Good, bad or just ugly??? You decide.
RJ
His admissions of guilt:
- "the first dilemma: go up Lauriston or hop on to the pavement to nip up the High Riggs"
- "and up to the West Port. Technically, Lauriston Street is one-way, but again if nothing is coming it’s safe to cross over and head down to the Grassmarket"
- "a woman standing on the corner of Holyrood Road at 10pm, not trying to cross the road who, when I saw there was nothing at all in sight and went through on red, inquired whether I was f*****g colour blind. No, dear, just doing what millions of pedestrians do."
And this isn't so clever either:
"a target of ten per cent of all journeys being made by bike by 2020 was set, but those 192 rush-hour bikes on Lothian Road this month represented 20 per cent of the traffic.
So maybe that 2020 vision is not as ambitious as it seems."
Meh. Filler.
The point about using the Mound lane and being courteous and everything is right. At the moment. It'll be interesting to see how little conflict is created trying to use it, no matter how responsibly, at the height of tourist season when the pavements are chocka, and then when the trams are running and people are running to get to the stop.
As for the justifications for RLJing and riding on the pavement... Sigh.
So an ex-tory staffer writes an article about cycling but hasn't been able to find the revised Cycling Action Plan for Scotland published earlier this year, mentioning the original CAPS published in 2010 instead.
[Insert political insult here].
Not the journalist's words, but something he quotes from the council;
1. Cross the tracks close to a right angle;
2. Keep your wheels out of the tram tracks;
3. Take care when cycling in the rain;
4. Wait for the green light, a tram could be coming;
5. Trams are quiet, you may not hear them until they are very close;
6. Plan how you will cross the tracks;
7. You may prefer to get off your bike.

* [Listing]:
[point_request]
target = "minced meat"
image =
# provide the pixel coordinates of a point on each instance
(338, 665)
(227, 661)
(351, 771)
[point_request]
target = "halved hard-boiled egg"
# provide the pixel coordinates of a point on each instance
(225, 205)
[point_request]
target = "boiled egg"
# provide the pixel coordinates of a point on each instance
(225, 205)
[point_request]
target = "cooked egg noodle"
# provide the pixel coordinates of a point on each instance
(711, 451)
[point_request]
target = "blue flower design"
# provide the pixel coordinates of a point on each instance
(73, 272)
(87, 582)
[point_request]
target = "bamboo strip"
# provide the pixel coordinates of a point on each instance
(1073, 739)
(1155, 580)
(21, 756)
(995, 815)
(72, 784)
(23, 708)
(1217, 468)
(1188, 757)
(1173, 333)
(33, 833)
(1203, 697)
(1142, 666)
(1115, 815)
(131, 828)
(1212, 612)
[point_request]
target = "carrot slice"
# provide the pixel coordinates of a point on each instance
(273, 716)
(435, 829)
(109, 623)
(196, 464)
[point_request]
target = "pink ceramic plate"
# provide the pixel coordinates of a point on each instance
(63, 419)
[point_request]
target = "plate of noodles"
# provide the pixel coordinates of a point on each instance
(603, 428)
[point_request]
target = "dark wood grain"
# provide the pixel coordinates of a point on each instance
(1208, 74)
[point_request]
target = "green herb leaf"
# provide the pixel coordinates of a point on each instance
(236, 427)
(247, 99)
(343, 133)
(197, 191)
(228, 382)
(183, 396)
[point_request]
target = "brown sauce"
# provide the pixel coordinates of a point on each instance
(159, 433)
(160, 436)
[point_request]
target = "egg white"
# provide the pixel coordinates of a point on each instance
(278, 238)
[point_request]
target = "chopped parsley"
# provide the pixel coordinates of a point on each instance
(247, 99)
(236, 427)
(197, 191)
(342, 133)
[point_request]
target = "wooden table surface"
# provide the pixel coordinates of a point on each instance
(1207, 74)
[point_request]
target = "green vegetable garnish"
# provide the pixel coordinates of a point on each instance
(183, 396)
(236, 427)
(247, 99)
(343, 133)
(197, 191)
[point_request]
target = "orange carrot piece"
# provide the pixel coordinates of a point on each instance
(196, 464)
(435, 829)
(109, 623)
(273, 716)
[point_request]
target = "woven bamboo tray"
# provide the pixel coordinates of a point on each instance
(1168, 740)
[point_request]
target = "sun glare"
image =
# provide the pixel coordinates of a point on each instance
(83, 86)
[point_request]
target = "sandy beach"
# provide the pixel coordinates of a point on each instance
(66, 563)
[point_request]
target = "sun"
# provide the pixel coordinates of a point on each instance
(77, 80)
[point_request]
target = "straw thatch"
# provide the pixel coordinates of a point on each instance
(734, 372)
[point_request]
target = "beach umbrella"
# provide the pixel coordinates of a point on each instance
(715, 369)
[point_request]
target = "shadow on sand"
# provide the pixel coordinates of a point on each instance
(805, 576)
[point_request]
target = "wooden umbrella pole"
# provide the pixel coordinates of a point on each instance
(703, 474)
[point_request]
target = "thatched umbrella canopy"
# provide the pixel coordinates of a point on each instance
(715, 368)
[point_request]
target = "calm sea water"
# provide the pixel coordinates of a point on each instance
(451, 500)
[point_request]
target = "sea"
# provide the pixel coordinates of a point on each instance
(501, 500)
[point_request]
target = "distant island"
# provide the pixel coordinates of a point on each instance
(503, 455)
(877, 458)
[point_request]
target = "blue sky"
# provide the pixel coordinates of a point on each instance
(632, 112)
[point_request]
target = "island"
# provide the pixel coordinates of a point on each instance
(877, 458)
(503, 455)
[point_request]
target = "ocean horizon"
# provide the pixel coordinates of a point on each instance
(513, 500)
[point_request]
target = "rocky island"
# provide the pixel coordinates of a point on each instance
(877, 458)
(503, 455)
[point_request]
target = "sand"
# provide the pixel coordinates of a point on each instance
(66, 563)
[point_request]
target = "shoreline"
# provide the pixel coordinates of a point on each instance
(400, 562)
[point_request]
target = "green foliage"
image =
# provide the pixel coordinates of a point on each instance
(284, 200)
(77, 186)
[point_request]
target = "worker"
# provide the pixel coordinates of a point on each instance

* [Given instruction]: Pick up the commentary on the cycling article after its last line and keep writing.

* [Answer to this problem]:
Words literally fail me.
Excellent trams-and-bicycles advice has been landing freely in these peoples' laps for, what, the last decade or so at least? And yet they still manage to achieve this astonishing pinnacle of callous ignorance.
This aspires to be a European capital city. I don't think anyone in the council can have been to continental Europe in the last few decades.
7. You may prefer to get off your bike.
and walk the bike between the tram tracks from York Place to Haymarket Yards? With hundreds of people doing that it'd certainly cut down the risk from speeding trams.
"... I saw there was nothing at all in sight and went through on red, ... just doing what millions of pedestrians do."
Just doing what millions of pedestrians do legally, unlike what you did.
An article presumably under the guise of being positive towards cyclists ends up including a number of examples to feed the anti-cyclist brigade. Could do (much) better.
Total drivel.
Avoid increasing EEN hits.
Beside the illegalities, why not creating a cycle path from Lauriston Place to High Riggs? it would be easily accessible going northwards and cyclist going southwards can be stopped at the Tollcross traffic light.
Dunno whether a biker means a motorised or pedalled biker, but what the hell has it got to do with the crime? More EEN bias.
That article was without point?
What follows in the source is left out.